**REQUIREMENTS**
Each entry below is to be printed verbatim.

**DATASET RECORDS**
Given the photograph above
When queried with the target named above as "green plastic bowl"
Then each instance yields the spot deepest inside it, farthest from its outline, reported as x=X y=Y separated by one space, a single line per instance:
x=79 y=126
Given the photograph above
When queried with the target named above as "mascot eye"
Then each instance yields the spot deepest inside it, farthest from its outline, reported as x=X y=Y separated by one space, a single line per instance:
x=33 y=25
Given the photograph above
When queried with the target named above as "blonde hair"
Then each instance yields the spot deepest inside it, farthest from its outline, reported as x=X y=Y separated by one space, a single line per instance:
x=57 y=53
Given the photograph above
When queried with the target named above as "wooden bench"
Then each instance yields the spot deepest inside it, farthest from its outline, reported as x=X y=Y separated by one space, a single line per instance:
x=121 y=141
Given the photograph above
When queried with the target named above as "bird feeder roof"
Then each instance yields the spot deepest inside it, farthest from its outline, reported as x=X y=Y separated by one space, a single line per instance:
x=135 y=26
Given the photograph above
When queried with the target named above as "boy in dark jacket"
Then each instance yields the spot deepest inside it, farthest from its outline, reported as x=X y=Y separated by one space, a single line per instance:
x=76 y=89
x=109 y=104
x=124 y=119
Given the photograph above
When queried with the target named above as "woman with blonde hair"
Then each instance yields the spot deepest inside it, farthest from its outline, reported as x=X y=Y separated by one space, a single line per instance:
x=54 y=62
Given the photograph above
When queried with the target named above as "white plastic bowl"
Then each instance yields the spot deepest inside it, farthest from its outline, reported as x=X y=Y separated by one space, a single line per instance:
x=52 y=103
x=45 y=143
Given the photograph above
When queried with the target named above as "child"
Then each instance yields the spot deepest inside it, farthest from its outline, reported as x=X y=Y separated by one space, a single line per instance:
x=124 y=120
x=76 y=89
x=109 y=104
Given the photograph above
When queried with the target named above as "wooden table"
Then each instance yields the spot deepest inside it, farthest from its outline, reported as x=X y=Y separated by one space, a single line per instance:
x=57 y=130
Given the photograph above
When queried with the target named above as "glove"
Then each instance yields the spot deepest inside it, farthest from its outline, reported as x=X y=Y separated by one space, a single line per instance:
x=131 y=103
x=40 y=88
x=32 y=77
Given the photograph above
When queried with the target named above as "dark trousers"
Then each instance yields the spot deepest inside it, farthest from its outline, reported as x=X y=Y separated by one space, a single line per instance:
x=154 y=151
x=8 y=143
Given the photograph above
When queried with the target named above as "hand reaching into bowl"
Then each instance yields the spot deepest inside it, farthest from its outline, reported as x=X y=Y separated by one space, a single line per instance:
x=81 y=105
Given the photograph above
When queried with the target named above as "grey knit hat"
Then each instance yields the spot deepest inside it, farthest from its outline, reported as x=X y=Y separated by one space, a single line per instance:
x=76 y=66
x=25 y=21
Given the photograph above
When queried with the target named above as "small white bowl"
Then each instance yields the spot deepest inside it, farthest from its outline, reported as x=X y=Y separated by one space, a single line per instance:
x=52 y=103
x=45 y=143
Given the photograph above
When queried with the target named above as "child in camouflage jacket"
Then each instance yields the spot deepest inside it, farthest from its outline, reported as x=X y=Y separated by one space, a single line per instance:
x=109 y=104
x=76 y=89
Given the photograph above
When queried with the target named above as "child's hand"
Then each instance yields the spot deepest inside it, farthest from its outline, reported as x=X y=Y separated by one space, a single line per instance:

**ANSWER TO THIS PROBLEM**
Given the photograph above
When queried with the target named above as "green plastic bowl"
Then each instance yields the spot deepest inside it, farthest from its outline, reported as x=X y=Y separated by one space, a single line per instance:
x=79 y=126
Given the photograph above
When queried with the target named above as "mascot eye"
Then each instance yields the spot deepest inside it, farthest from its outline, reported as x=X y=Y separated by one space, a single line per instance:
x=33 y=25
Given the photograph above
When queried with the target named above as "blonde hair"
Then each instance yields the spot deepest inside it, farthest from its outline, reported as x=X y=Y separated by one space, a single line per instance:
x=57 y=53
Given the photograph above
When queried with the target named above as "wooden bench"
Then each instance yields the spot deepest inside it, farthest from its outline, reported as x=X y=Y separated by one space, a single line per instance:
x=121 y=141
Given the photograph above
When queried with the target named above as "bird feeder roof"
Then each instance yields the spot deepest inside it, farthest from its outline, reported as x=X y=Y separated by one space, a single line per instance:
x=135 y=26
Given the photograph above
When queried with the target named above as "boy in dark jacket"
Then each instance yields the spot deepest inside it, farthest from its outline, reported as x=X y=Y separated by one space, a single line per instance:
x=76 y=89
x=109 y=104
x=124 y=119
Given the photograph above
When queried with the target named above as "woman with blonde hair"
Then each instance yields the spot deepest inside it, farthest from its outline, reported as x=X y=Y separated by one space, a single line per instance:
x=54 y=62
Given the photograph above
When queried with the target named above as "white plastic bowl"
Then each instance yields the spot deepest inside it, farthest from its outline, reported as x=X y=Y separated by one space, a single line per instance:
x=52 y=103
x=45 y=143
Given the photograph above
When queried with the target named above as "child"
Then each instance yields the spot deepest inside it, farthest from its outline, reported as x=X y=Y separated by one space, a single line per instance:
x=124 y=120
x=76 y=89
x=109 y=104
Given the photograph above
When queried with the target named above as "wooden table"
Then each instance yields the spot deepest inside it, farthest from its outline, reported as x=X y=Y separated by one space, a single line per instance:
x=57 y=130
Given the photograph above
When queried with the target named above as "glove"
Then each instance yields the spot deepest inside it, farthest from its outline, reported as x=X y=Y separated by one space, a single line per instance:
x=131 y=103
x=40 y=88
x=32 y=77
Given the photograph above
When queried with the target named above as "dark trousers"
Then each instance yields the spot deepest inside it, farthest from its outline, reported as x=X y=Y separated by one space, a single line per instance:
x=154 y=151
x=8 y=143
Given the photograph above
When queried with the target named above as "hand reaching into bowl"
Then each instance yields the spot deepest inside it, farthest from its outline, reported as x=X y=Y separated by one space, a single line per instance:
x=81 y=105
Given the photograph above
When queried with the target named above as "grey knit hat"
Then each instance yields the spot deepest inside it, farthest from its outline, reported as x=X y=Y separated by one space, a single line per instance:
x=76 y=66
x=25 y=21
Given the photograph above
When queried with the target named above as "small white bowl"
Then each instance yields the spot deepest inside it, farthest from its outline, reported as x=X y=Y separated by one space, a single line per instance:
x=52 y=103
x=45 y=143
Given the photograph above
When queried with the target named above as "child in camouflage jacket"
Then each instance yields the spot deepest inside it, farthest from its outline, reported as x=X y=Y separated by one space, a single line per instance:
x=109 y=104
x=76 y=89
Given the photograph above
When queried with the target named above as "child's hand"
Then each instance yields the spot deepest inside it, farthest from its outline, reported as x=X y=Y separated by one space, a single line per instance:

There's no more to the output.